_TASK ITEM_: Revise the entries below, from their beginning through the line containing "negative clicks: (108, 337) (167, 449)", so that "rough mask" becomes "coarse mask" and everything else stays unchanged. Leave the pictures out of your answer.
══════════
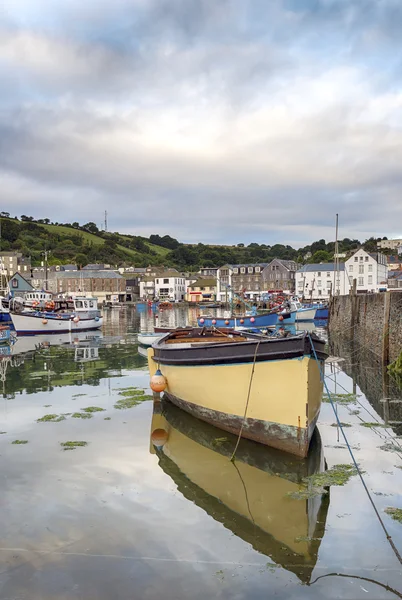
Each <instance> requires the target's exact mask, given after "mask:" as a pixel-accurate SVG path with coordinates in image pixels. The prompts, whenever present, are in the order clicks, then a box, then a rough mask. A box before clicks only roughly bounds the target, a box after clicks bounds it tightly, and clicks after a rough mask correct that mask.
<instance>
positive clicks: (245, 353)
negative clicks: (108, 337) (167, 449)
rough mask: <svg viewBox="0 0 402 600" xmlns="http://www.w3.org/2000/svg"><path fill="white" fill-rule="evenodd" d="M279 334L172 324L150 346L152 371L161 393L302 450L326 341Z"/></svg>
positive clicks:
══════════
_EXERCISE OUTPUT_:
Each <instance> requires the target's exact mask, given after "mask:" as a pixel-accurate SVG path with coordinates in image pixels. The prompts, whenever present, are in the order clicks, then a box, then a coarse mask. A box before clicks only roughly bounds the target, a box after clicks bounds it tightly, and clicks after a coarse mask correct that mask.
<instance>
positive clicks: (245, 353)
negative clicks: (108, 337) (167, 449)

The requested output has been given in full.